- [Action item] Word for word, please restate each record and pass over the pictures.

*-*-*

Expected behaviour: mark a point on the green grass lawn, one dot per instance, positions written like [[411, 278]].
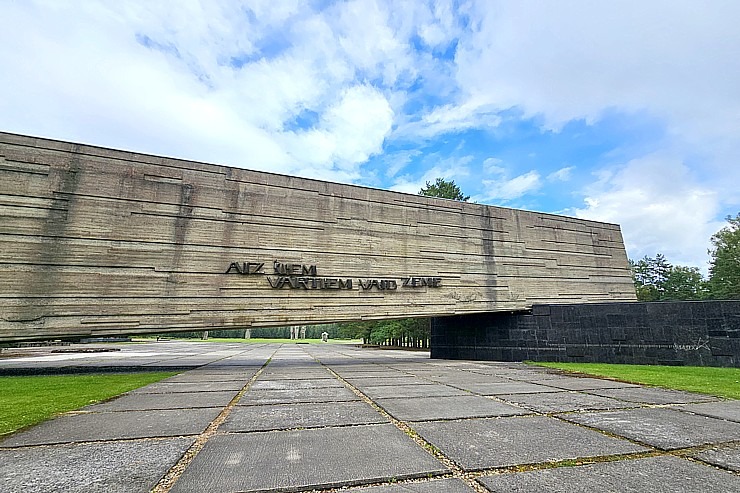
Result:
[[25, 401], [723, 382]]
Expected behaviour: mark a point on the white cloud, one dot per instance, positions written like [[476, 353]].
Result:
[[509, 189], [659, 206], [450, 169], [563, 174], [492, 166]]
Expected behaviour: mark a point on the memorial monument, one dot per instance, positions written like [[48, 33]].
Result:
[[98, 242]]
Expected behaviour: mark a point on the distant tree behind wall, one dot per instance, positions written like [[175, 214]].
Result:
[[724, 270], [444, 189]]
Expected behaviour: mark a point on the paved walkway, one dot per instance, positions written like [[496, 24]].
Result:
[[262, 418]]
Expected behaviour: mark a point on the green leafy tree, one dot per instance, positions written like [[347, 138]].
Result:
[[724, 270], [684, 283], [444, 189], [657, 280]]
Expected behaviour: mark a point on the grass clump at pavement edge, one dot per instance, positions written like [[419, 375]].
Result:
[[27, 400], [722, 382]]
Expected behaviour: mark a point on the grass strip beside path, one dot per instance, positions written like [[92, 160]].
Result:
[[28, 400], [722, 382]]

*-*-*

- [Answer below]
Expected behaviour: mark a point on the green grass lawn, one dot per instance, positions written like [[411, 278]].
Result:
[[25, 401], [723, 382]]
Expected behaviour: mark a point on the white cloud, one dot per instance, positions written like [[476, 353]].
Result:
[[509, 189], [659, 206], [450, 169], [563, 174], [492, 166]]
Expected behaviour: mark a point on the memorial monument, one dot per instance, positions written like [[48, 33]].
Result:
[[98, 242]]
Expected behaviour: mark a point on the distant tree behind wall, one dot per instance, positions written like [[175, 214]].
Result:
[[724, 270], [444, 189]]
Expected behaviour: mark a point on the paved walkway, one dot per instance, positions written like [[496, 24]].
Result:
[[262, 418]]
Expected behaviour: mark a point on the green leafy tree, one dot per instance, positions written like [[347, 138]].
Result:
[[724, 270], [684, 283], [444, 189], [657, 280]]
Expected behaviour: mark a point on the grass clump at pavement edge, one dot per instance, positions written like [[419, 375]].
Result:
[[27, 400], [722, 382]]
Expected behaviour: mark a point on the grass strip beside path, one dot per instance, positions written like [[92, 160]].
Result:
[[28, 400], [722, 382]]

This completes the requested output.